## [GIVEN INSTRUCTION 1]
From the records below, repeat the stretch from the line containing "Can you find the hanging" through the line containing "pixel 315 349" word for word, including both of those lines.

## [SELECTED PASSAGE]
= = = = = = =
# error 50 when connecting to windows network?



## slynkycat (Dec 5, 2002)

Hi, just new to having a mac, got os x (which is much nicer than xp..) Trying to connect to all my other windows equipment.  Know nothing about networking macs so far hence the message. 

Tried the connect to server to see my file server on the network, it can see all the domains and the attatched computers, but it will not connect to any. It gets as far as asking for the login for the computers, but when I put the username and password in it comes up with an "error 50"

I havent found out what this means. Probably means I am a muppet. its very annoying as wanting to use the mac as my new development box but cant til i can see the file server. All windows machines are running win2k pro or XP.  Network is running in dhcp so all on same subnet, and it doesnt have a problem seeing the computers, but wont connect to them.

Do you have to enable appletalk? 

Help? Why do you not get a manual with OSX? grr.


----------



## Vard (Dec 5, 2002)

I got this the other day when attempting my first connection....struggled with it...then went here

http://docs.info.apple.com/article....alue=100&showSurvey=false&sessionID=anonymous|159200131

And realized I was stupid for not sharing the drive on the PC.  Also, make sure you have a user created on the PC that you can log into from the Mac.  

Hope that helps


----------



## slynkycat (Dec 5, 2002)

hiya, the file server has all drives shared and all the other machines can see it but my mac is being petulant. log on as global administrator which is always how I connect from the pcs and remotely, it wont play on the mac though thats when it comes up with the message, the drives are shared, ydo you have to urn appletalk on on the pcs?


----------



## Vard (Dec 5, 2002)

How are you connecting to the PC....?

I used the 'Conect to Server' or something like that from the menu bar...not infront of the mac right now.  I think if you hit option or command k it brings it up.  I would type in SMB and the IP address....

If you are not doing it this way, I have no idea....like I said...this past weekend was my frist attempt....i was lucky

Good Luck,
Eddie


----------



## slynkycat (Dec 5, 2002)

fixed it. you need to create an account on the windows box that has the same username and password as the one you use to loginto the mac box. It wont recognise any other logins you have. Also in your system preferences on the mac make sure that in the accounts you have "Allow user to logon from windows" checked. I restarted and created the new account and it "seems" to be working ok now..

Thanks for your help Eddie )


----------



## Vard (Dec 5, 2002)

Nice work.....that sounds about all the steps that I did.  Sorry I couldn't get it out in words.

On a side note....love your website.  Couldn't get some of the pages to load though....but still nice.  I especially like the disclaimer about asking for pics of you to be posted...very nice.

Well, glad to here you got it working.

Later,
Eddie


----------



## slynkycat (Dec 5, 2002)

lol cheers yeah i know theres large chunks not working as I just redeveloped it and havent finished it as have got too many of everyone else's site to do. it will get back together soon but wanted to do it on my new spangly mac instead lol. if yer bored message me on icq in u want.  Cheers again


----------
= = = = = = =
## [THE RECORDS]
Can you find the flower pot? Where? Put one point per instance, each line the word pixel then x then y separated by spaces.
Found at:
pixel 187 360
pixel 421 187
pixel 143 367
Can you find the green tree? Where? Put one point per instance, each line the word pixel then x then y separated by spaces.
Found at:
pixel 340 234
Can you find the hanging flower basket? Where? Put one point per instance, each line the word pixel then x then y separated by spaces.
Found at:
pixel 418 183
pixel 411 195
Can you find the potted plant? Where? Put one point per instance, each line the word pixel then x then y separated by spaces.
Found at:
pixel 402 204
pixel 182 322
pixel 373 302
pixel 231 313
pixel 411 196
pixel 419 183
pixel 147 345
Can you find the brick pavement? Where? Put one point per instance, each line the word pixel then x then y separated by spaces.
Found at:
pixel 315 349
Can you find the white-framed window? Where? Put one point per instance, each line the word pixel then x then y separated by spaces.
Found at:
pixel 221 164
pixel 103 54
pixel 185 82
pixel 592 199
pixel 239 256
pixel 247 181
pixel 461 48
= = = = = = =
## [GIVEN INSTRUCTION 2]
In the forum thread about error 50, what account did slynkycat create on the Windows machine to fix the problem?

## [EXPECTED OUTPUT 1]
Can you find the hanging flower basket? Where? Put one point per instance, each line the word pixel then x then y separated by spaces.
Found at:
pixel 418 183
pixel 411 195
Can you find the potted plant? Where? Put one point per instance, each line the word pixel then x then y separated by spaces.
Found at:
pixel 402 204
pixel 182 322
pixel 373 302
pixel 231 313
pixel 411 196
pixel 419 183
pixel 147 345
Can you find the brick pavement? Where? Put one point per instance, each line the word pixel then x then y separated by spaces.
Found at:
pixel 315 349

## [EXPECTED OUTPUT 2]
An account with the same username and password as the one used to log into the Mac.